Work to be completed:
Count the lines in the records below that contain the word "white". Reply with only that number.

Available records:

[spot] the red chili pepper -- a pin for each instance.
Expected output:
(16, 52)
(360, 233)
--
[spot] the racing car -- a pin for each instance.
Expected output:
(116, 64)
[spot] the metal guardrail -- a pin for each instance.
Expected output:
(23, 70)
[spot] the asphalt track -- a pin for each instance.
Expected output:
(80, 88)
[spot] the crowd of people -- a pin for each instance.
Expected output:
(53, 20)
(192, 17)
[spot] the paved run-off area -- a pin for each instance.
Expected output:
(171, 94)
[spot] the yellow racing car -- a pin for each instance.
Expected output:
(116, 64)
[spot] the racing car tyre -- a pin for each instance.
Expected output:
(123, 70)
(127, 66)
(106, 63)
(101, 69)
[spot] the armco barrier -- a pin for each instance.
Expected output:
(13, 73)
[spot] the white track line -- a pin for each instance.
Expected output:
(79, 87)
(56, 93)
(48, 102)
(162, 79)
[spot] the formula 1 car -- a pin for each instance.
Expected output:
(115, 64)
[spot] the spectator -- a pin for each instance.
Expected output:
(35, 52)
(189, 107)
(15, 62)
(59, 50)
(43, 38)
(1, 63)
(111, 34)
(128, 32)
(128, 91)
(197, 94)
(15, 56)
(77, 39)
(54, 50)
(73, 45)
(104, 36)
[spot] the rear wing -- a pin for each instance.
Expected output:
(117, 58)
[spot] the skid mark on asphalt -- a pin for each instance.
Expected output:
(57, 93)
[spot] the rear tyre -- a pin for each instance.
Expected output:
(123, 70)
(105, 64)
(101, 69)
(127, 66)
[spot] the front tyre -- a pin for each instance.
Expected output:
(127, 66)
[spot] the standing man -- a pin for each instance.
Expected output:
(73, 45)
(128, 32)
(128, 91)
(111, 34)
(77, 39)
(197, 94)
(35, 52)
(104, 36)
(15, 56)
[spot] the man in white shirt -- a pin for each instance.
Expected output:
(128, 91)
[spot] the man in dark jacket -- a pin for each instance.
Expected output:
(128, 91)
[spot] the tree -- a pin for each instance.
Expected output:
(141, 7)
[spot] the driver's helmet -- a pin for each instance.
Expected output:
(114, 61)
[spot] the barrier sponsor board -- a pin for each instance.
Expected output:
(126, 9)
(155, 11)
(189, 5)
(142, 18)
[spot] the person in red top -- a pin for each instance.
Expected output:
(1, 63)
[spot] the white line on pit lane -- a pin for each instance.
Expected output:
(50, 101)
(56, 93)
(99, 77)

Result:
3